WHAT TO DO >>
Omit the images, then print each record below exactly as it reads.

RECORDS FOR THE EXERCISE >>
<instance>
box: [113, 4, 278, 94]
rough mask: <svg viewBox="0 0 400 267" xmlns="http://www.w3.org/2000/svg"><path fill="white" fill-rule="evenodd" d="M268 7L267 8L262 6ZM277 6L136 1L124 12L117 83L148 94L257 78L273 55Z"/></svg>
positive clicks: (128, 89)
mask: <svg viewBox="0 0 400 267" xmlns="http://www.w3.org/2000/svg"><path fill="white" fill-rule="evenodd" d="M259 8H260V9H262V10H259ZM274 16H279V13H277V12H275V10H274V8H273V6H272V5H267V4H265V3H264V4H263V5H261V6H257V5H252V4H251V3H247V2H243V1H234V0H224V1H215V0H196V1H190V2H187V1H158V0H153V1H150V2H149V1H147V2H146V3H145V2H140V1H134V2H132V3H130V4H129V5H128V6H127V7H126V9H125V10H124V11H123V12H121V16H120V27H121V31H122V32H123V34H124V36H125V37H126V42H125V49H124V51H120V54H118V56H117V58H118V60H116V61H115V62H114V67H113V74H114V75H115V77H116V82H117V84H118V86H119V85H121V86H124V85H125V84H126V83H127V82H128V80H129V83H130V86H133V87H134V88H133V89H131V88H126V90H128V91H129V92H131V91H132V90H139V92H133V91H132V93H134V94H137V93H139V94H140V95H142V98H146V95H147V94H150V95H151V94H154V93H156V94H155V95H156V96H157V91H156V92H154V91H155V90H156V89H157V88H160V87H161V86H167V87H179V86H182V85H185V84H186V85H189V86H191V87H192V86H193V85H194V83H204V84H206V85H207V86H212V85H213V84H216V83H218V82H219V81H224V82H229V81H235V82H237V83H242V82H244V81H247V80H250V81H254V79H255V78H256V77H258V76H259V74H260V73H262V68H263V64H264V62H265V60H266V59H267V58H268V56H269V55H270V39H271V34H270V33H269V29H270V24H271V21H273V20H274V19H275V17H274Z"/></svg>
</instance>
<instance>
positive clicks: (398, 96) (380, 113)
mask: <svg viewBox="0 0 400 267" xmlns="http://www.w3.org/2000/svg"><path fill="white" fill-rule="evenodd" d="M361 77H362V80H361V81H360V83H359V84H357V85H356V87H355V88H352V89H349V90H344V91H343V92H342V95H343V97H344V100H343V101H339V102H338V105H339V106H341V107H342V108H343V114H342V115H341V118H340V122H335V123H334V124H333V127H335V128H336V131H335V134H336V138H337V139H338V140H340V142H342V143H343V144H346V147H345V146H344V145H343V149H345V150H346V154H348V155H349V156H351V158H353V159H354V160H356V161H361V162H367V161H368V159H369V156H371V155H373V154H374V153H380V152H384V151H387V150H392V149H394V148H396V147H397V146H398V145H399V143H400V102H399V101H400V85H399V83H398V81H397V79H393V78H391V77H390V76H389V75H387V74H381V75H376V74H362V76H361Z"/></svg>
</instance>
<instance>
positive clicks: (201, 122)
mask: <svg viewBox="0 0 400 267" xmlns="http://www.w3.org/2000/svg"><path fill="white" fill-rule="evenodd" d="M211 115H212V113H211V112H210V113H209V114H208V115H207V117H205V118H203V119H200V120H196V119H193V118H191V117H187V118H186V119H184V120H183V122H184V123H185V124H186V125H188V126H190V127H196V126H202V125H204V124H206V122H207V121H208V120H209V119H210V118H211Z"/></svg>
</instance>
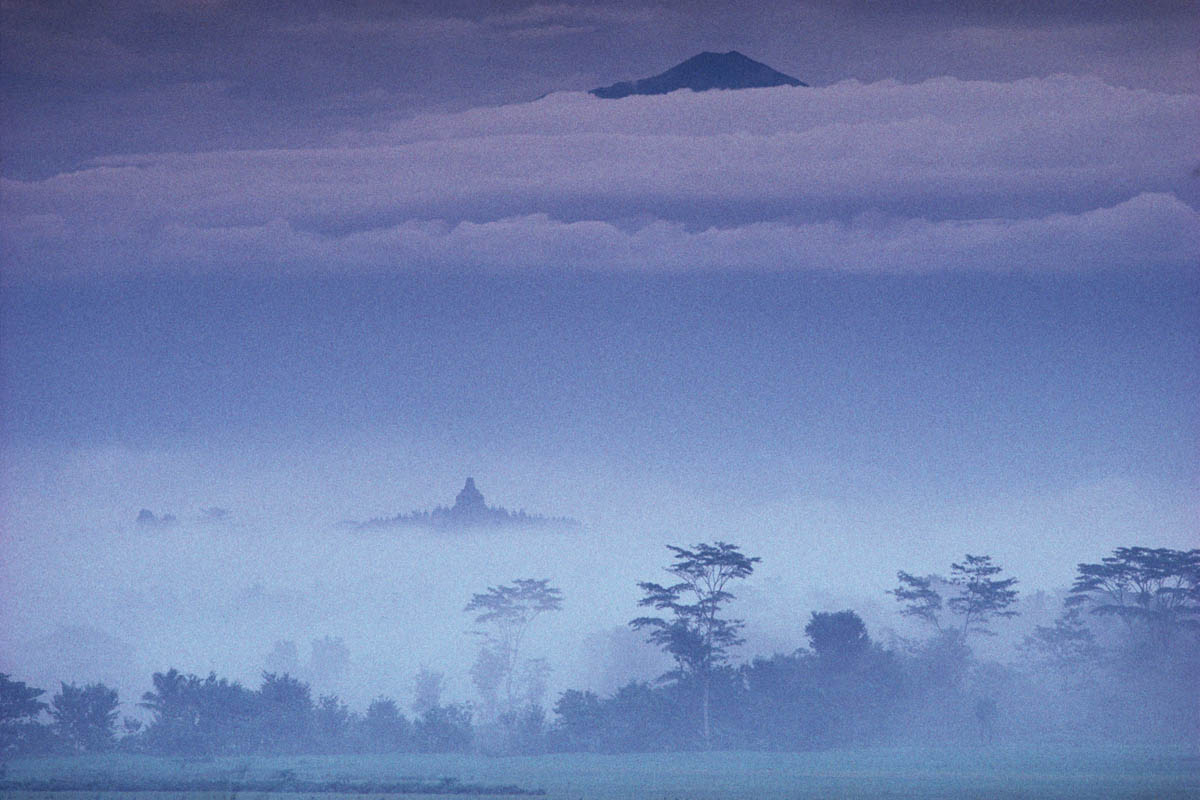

OUTPUT FOR THIS EXERCISE >>
<instance>
box: [113, 4, 278, 94]
rough mask: <svg viewBox="0 0 400 267" xmlns="http://www.w3.org/2000/svg"><path fill="white" fill-rule="evenodd" d="M268 7L267 8L262 6ZM277 6L136 1L124 12L117 83L148 94L257 78L273 55Z"/></svg>
positive clicks: (128, 89)
mask: <svg viewBox="0 0 400 267" xmlns="http://www.w3.org/2000/svg"><path fill="white" fill-rule="evenodd" d="M259 8H260V9H262V10H259ZM274 16H279V13H277V12H275V10H274V8H273V6H272V5H267V4H265V3H264V4H263V5H261V6H257V5H252V4H251V3H247V2H243V1H234V0H224V1H215V0H196V1H190V2H187V1H158V0H153V1H150V2H149V1H147V2H146V3H145V2H140V1H134V2H132V3H130V4H129V5H128V6H127V7H126V9H125V10H124V11H123V12H121V16H120V27H121V31H122V32H123V34H124V36H125V37H126V42H125V49H124V51H120V54H118V56H117V58H118V60H116V61H115V62H114V67H113V74H114V75H115V77H116V82H117V84H118V86H119V85H121V86H124V85H125V84H126V83H127V82H128V80H129V83H130V86H133V87H134V88H133V89H131V88H126V90H128V91H129V92H131V91H132V90H139V92H133V91H132V93H134V94H137V93H139V94H140V95H142V98H146V95H147V94H150V95H151V94H154V93H156V94H155V95H156V96H157V91H156V92H154V91H155V90H156V89H157V88H160V87H161V86H167V87H179V86H182V85H185V84H186V85H189V86H191V87H192V86H193V85H194V83H204V84H206V85H207V86H212V85H213V84H216V83H218V82H219V81H224V82H229V81H235V82H237V83H242V82H244V81H247V80H250V81H254V79H255V78H256V77H258V76H259V74H260V73H262V68H263V64H264V62H265V60H266V59H267V58H268V56H269V55H270V39H271V34H270V33H269V29H270V24H271V21H273V20H274V19H275V17H274Z"/></svg>
</instance>
<instance>
positive clicks: (398, 96) (380, 113)
mask: <svg viewBox="0 0 400 267" xmlns="http://www.w3.org/2000/svg"><path fill="white" fill-rule="evenodd" d="M361 77H362V80H361V81H360V83H359V84H357V85H356V87H355V88H352V89H349V90H344V91H343V92H342V95H343V97H344V100H343V101H339V102H338V105H339V106H341V107H342V108H343V114H342V115H341V118H340V122H335V123H334V124H333V127H335V128H336V131H335V134H336V138H337V139H338V140H340V142H342V143H343V144H346V147H345V146H344V145H343V149H345V150H346V154H348V155H349V156H351V158H353V159H354V160H356V161H361V162H367V161H368V159H369V156H371V155H373V154H374V153H380V152H384V151H387V150H392V149H394V148H396V147H397V146H398V145H399V143H400V102H399V101H400V85H399V83H398V81H397V79H393V78H391V77H390V76H389V75H387V74H381V75H376V74H362V76H361Z"/></svg>
</instance>
<instance>
positive clicks: (201, 122)
mask: <svg viewBox="0 0 400 267" xmlns="http://www.w3.org/2000/svg"><path fill="white" fill-rule="evenodd" d="M211 115H212V113H211V112H210V113H209V114H208V115H207V117H205V118H203V119H200V120H196V119H193V118H191V117H187V118H186V119H184V120H183V122H184V123H185V124H186V125H188V126H190V127H196V126H202V125H204V124H206V122H207V121H208V120H209V119H210V118H211Z"/></svg>
</instance>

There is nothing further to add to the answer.